Start of PROVIDED DATA

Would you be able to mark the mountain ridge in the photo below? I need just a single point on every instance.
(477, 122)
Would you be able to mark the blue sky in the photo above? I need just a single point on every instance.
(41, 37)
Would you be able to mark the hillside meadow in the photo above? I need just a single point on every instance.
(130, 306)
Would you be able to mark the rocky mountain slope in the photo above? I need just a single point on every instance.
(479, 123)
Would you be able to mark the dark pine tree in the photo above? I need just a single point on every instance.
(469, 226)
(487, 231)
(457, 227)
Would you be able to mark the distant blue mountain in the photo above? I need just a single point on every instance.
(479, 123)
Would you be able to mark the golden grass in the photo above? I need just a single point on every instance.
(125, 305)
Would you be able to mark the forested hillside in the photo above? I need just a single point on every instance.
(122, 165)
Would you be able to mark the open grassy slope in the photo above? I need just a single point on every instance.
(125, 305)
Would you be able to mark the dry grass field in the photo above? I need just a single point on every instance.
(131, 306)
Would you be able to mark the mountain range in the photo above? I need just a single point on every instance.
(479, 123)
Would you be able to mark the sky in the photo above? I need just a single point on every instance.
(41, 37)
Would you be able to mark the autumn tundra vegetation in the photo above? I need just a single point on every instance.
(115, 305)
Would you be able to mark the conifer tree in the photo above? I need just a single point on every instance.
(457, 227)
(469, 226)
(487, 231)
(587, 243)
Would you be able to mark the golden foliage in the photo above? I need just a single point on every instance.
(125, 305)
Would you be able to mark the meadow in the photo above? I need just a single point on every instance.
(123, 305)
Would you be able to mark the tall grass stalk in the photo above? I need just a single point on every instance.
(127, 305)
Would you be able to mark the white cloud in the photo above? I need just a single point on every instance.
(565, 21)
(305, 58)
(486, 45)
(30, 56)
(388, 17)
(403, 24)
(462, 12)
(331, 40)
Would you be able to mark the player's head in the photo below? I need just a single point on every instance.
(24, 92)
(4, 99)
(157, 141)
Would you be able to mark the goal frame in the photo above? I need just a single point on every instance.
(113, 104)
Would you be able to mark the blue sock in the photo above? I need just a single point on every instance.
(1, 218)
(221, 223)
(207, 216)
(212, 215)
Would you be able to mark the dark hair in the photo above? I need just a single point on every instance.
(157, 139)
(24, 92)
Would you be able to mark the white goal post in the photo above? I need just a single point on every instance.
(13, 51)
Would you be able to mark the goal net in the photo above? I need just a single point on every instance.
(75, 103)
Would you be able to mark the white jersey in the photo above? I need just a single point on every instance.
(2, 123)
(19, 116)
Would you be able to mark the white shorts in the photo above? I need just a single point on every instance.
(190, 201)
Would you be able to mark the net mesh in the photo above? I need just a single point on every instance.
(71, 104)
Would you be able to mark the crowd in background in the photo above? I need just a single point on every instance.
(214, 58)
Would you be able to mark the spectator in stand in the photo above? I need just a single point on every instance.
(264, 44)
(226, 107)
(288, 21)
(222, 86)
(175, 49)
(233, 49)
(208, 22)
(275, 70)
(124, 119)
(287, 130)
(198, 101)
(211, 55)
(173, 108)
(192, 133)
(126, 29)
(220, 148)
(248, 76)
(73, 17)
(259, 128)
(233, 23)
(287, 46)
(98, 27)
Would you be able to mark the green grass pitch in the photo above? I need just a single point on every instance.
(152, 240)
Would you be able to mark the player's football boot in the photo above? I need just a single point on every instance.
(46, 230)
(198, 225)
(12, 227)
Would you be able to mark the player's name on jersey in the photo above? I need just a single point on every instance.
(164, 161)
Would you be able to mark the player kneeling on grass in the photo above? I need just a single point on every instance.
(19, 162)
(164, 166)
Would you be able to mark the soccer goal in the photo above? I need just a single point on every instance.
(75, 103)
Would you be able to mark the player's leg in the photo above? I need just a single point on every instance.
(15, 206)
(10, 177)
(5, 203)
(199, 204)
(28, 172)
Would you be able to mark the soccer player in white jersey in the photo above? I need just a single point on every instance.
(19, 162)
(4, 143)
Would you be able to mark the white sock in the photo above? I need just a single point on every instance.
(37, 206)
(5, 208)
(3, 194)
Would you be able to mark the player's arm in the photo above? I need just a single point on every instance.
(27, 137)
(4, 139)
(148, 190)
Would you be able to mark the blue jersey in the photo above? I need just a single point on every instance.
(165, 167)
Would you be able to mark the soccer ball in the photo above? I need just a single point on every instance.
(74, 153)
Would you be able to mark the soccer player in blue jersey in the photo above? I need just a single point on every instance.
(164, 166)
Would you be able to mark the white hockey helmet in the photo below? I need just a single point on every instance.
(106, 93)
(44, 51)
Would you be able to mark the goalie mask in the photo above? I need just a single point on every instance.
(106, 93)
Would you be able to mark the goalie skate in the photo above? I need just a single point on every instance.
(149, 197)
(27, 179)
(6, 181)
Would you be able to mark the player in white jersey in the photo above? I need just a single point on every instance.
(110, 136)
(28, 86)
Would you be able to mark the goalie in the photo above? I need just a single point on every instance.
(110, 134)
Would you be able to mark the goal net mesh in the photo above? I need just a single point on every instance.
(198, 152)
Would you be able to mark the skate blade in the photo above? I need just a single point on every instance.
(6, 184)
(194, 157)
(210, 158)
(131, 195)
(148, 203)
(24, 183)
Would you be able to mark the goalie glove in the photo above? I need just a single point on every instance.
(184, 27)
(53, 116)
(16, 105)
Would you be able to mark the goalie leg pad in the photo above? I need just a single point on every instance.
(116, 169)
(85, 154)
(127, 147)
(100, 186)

End of PROVIDED DATA

- YOUR INSTRUCTIONS: Print every record above exactly as it stands.

- FINISHED EXERCISE:
Would you be able to mark the mountain ridge in the photo below? I need just a single point on every instance.
(477, 122)
Would you be able to mark the blue sky in the photo above? I need just a single point on every instance.
(41, 37)
Would you be able to mark the hillside meadow in the photo above? I need just a single point on every instance.
(130, 306)
Would you be able to mark the rocky mountain slope in the photo above? I need just a single point on every instance.
(479, 123)
Would you be able to mark the dark pine tree in the photo above? I need just a single point on every instance.
(469, 226)
(487, 231)
(457, 227)
Would you be able to mark the distant blue mountain in the photo above? I need just a single point on every instance.
(479, 123)
Would you be able to mark the golden grass in the photo above? I need just a single point on every instance.
(125, 305)
Would you be able to mark the forested hillside in the photo above? I need just a single point on every instance.
(122, 165)
Would you be able to mark the open grassy slope in the photo above? I need just a single point on every instance.
(125, 305)
Would you be able to mark the dry grass field in the photo above? I need just a single point on every instance.
(131, 306)
Would you be able to mark the mountain range in the photo above? I need just a single point on every instance.
(479, 123)
Would you be able to mark the sky in the photo above? I need just a single point on every instance.
(41, 37)
Would you be able to mark the autumn tundra vegetation in the photo above? I need just a single point on every instance.
(115, 305)
Would you be able to mark the conifer tree in the photo above? I need just a single point on every instance.
(457, 227)
(469, 226)
(487, 231)
(587, 243)
Would you be able to mark the golden foliage in the photo above? I need just a single point on every instance.
(125, 305)
Would you be able to mark the meadow in the photo above? I need just a single point on every instance.
(123, 305)
Would you be able to mark the tall grass stalk in the photo above? I need just a single point on every instance.
(127, 305)
Would you be able to mark the white cloud in the photo above? I need just a single point on every instance.
(565, 21)
(305, 58)
(486, 45)
(30, 56)
(388, 17)
(403, 24)
(462, 12)
(331, 40)
Would you be able to mark the player's head in the photo below? I need just a single point on every instance.
(24, 92)
(4, 99)
(157, 141)
Would you be able to mark the goal frame in the photo above? I need just a single point on every instance.
(113, 104)
Would you be able to mark the blue sock in the photo above? I need just a single point on every instance.
(1, 218)
(221, 223)
(207, 216)
(212, 215)
Would you be able to mark the dark hair in the photo above? I need just a single point on every instance.
(157, 139)
(24, 92)
Would you be able to mark the white goal post in the photo above? I need just a single point on every instance.
(13, 51)
Would you be able to mark the goal net in the photo above? I need just a single point on every instance.
(75, 103)
Would you be able to mark the white jersey in the photo above? I need just a single point on every instance.
(2, 123)
(19, 116)
Would you be able to mark the white shorts in the photo above? I need just a single point on every instance.
(190, 201)
Would you be able to mark the net mesh in the photo above? I need just a single point on every instance.
(71, 104)
Would you be able to mark the crowd in background in the photo above? I need just a single point on every instance.
(214, 58)
Would you be able to mark the spectator in stand in the photo above? I need just a single point on every instance.
(264, 44)
(226, 107)
(288, 21)
(222, 86)
(175, 49)
(233, 49)
(208, 22)
(275, 70)
(124, 119)
(287, 130)
(198, 101)
(211, 55)
(173, 108)
(192, 133)
(126, 29)
(220, 148)
(248, 76)
(73, 17)
(259, 128)
(233, 23)
(287, 46)
(98, 27)
Would you be able to mark the green grass pitch in the photo above? I need just a single point on every instance.
(152, 240)
Would you be able to mark the player's football boot in the photo above? I need just a single point on every instance.
(46, 230)
(198, 225)
(12, 227)
Would you be able to mark the player's name on jersey in the photo above? I need just a single point on every instance.
(164, 161)
Would you be able to mark the player kneeling on grass in the photo above? I need just a single point on every instance.
(19, 162)
(164, 166)
Would you be able to mark the soccer goal in the photo above? I need just a single point on every instance.
(75, 103)
Would you be able to mark the player's leg in the photo above? I need just a single point on every instance.
(15, 206)
(10, 177)
(5, 203)
(199, 204)
(28, 172)
Would you be able to mark the soccer player in white jersey in the photo above? I need just a single point on every instance.
(19, 162)
(4, 143)
Would you be able to mark the white sock in the photo above? I need just a single point on every instance.
(37, 206)
(5, 208)
(3, 194)
Would you be able to mark the player's arm in the photo above? I need just a single point on every instance.
(27, 137)
(4, 139)
(148, 190)
Would you be able to mark the blue jersey in the photo above? I need just a single point on every instance.
(165, 167)
Would you be able to mark the soccer ball in the photo above? I need just a single point on every instance.
(74, 153)
Would you be able to mark the soccer player in blue jersey in the photo above? I need just a single point on every instance.
(164, 166)
Would you be able to mark the white hockey helmet in the photo below? I need just a single point on every instance.
(106, 93)
(44, 51)
Would you be able to mark the goalie mask in the photo above? I need just a single point on every instance.
(106, 93)
Would you be able to mark the goalie skate in the photo above? I need just a single point on every instance.
(149, 197)
(27, 179)
(6, 181)
Would you be able to mark the player in white jersey in the photo above? I need just a single point on every instance.
(110, 136)
(28, 86)
Would you be able to mark the goalie in the photo above? I need just a single point on every instance.
(110, 134)
Would you be able to mark the goal net mesh in the photo above? I need just a single point on every instance.
(198, 152)
Would you be able to mark the skate blade in the photo above? I need just a single point on every instance.
(6, 184)
(194, 157)
(210, 158)
(131, 195)
(148, 203)
(24, 183)
Would you be able to mark the goalie glove in the photo above? I need just a single point on every instance.
(184, 27)
(53, 116)
(16, 105)
Would you be able to mark the goalie leg pad in the photo above? I need just a single point on every instance.
(116, 169)
(85, 154)
(127, 147)
(100, 186)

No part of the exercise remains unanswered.